Put the records from the line with "the woman in" through the end of the records into a two-column CSV with the headers prompt_text and pins, one row per record. Quote each field, and replace any line breaks with spaces.

* The records
◇ ◇ ◇

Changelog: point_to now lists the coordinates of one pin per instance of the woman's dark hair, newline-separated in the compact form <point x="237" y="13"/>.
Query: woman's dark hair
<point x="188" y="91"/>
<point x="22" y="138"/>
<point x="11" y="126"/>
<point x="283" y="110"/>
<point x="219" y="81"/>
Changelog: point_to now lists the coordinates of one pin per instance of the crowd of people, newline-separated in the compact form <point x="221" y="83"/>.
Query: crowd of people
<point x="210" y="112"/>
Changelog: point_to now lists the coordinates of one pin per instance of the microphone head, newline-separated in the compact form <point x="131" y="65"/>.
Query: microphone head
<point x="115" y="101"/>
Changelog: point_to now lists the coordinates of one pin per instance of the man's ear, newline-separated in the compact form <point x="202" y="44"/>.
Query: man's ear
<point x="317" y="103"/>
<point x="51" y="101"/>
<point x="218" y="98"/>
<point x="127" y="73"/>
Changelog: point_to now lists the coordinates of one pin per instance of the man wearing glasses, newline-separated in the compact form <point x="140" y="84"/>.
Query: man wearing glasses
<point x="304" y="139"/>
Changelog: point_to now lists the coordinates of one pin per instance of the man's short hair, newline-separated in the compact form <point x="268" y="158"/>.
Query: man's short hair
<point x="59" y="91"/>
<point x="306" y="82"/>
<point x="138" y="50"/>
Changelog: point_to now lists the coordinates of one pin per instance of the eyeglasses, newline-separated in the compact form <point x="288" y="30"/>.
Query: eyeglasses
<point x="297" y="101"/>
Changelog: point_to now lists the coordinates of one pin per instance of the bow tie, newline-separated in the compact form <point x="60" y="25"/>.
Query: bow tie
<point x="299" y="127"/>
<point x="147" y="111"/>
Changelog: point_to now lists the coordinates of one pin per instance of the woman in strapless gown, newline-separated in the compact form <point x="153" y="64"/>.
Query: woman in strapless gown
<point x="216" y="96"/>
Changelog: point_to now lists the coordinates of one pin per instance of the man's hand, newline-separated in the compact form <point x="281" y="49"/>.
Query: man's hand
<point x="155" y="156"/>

◇ ◇ ◇

* Reply to the exercise
prompt_text,pins
"Changelog: point_to now lists the coordinates of one pin per instance of the woman in strapless gown, newline-separated in the compact form <point x=""153"" y=""64""/>. Query: woman in strapless gown","<point x=""216"" y=""96""/>"
"Changelog: point_to now lists the coordinates of one pin per instance of the man's hand, newline-separated in the compact form <point x=""281"" y=""49""/>. Query: man's hand","<point x=""155"" y=""156""/>"